Aim → Could you write out the rows again, from the line containing "of the beach" through the last row, with "planogram checker" changed to "shelf auditor" and nothing else altered?

Entries →
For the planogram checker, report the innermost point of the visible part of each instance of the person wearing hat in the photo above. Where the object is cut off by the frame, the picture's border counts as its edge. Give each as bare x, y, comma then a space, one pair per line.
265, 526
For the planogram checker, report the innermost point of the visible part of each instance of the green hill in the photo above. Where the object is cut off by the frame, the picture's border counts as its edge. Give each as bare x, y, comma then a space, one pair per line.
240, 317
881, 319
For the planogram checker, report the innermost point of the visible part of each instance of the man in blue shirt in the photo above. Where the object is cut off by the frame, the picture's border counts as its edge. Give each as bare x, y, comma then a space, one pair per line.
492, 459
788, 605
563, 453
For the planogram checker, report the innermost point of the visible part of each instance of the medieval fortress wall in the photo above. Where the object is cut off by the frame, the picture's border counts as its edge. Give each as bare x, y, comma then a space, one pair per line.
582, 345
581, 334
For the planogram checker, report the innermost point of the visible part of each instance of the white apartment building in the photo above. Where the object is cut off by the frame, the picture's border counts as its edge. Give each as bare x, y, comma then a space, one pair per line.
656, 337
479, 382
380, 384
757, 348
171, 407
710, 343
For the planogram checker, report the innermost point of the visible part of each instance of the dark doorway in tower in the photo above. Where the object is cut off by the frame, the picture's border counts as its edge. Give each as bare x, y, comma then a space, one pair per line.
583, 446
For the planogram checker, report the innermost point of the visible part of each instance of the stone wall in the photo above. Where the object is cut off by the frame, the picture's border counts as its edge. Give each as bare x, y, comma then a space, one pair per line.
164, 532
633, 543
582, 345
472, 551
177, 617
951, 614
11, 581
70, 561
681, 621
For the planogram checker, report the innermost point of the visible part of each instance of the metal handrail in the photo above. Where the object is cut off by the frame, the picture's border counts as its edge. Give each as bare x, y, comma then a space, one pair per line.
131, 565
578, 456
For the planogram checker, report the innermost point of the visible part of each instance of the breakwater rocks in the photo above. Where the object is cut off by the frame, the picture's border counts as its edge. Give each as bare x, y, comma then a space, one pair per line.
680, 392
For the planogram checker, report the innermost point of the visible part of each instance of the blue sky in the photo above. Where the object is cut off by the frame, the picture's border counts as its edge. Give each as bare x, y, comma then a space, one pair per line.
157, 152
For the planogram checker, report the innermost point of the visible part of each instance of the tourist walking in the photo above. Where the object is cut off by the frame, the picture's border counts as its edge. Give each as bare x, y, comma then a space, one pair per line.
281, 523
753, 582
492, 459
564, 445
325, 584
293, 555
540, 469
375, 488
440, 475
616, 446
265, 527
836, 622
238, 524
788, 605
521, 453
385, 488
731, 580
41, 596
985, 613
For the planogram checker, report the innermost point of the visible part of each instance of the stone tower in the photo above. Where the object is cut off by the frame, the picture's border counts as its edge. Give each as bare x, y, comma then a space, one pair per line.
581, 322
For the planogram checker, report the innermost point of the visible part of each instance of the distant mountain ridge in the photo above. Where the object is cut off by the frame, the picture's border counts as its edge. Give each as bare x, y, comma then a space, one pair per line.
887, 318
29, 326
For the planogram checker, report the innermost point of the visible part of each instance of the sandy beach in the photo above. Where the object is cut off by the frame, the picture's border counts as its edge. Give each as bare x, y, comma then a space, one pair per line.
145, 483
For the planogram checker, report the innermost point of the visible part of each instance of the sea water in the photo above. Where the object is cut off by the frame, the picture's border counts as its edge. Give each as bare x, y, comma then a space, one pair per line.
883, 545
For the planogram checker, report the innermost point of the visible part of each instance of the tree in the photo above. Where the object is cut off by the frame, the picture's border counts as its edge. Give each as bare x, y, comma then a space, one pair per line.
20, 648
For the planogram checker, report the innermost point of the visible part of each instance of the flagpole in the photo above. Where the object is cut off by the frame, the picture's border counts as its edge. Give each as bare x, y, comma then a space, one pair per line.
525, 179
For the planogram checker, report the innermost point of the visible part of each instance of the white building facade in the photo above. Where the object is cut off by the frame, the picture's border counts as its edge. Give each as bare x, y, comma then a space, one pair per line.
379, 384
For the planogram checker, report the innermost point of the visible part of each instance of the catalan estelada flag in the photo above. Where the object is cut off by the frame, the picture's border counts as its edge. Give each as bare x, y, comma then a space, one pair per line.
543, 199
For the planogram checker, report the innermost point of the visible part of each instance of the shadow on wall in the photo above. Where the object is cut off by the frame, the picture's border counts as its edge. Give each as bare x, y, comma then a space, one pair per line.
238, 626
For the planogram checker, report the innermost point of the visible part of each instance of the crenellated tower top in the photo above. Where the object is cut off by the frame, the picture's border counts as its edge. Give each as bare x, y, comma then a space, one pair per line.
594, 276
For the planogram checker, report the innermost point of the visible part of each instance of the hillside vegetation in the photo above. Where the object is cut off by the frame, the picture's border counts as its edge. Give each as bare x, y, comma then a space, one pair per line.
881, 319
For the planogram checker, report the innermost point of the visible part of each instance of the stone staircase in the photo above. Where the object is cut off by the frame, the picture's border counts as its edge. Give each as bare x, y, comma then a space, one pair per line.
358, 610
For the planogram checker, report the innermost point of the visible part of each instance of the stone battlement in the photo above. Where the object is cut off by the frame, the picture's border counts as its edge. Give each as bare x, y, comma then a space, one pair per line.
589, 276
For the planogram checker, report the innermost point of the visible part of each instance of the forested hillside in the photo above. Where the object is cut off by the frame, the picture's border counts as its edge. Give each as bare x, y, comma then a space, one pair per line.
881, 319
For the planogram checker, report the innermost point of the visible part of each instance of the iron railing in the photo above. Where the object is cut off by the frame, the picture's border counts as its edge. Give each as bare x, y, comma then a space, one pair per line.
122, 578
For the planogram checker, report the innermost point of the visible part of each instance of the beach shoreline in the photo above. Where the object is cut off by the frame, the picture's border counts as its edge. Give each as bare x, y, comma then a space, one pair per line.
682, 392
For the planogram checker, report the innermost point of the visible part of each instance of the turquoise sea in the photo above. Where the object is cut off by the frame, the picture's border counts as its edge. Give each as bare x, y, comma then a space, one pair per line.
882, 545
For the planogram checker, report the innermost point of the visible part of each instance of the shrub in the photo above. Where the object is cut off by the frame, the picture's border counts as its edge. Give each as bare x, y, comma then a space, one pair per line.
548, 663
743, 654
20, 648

The response →
For the shelf auditor, report the innermost point of the visible part of each instance of the beach shoreline in the photo above. Where the object is cut off by the frame, the picture's border counts as its edge. Give each as bare x, y, comma then a space, one pair per line.
682, 392
For the shelf auditor, report the innermost point of the visible part of each instance of the turquoise sea in the photo above. Where the object is cut off by the frame, the picture's border counts as its edge. Give each as bare x, y, comma then a space, one pair per line.
882, 545
For the shelf auditor, report the innermost point of the visible part of each instance of the shrub in the photo above. Where the object is cut off by the frame, the picture's border counts as its edge. Give each as bare x, y, comma then a space, one pair per line.
548, 663
743, 654
20, 648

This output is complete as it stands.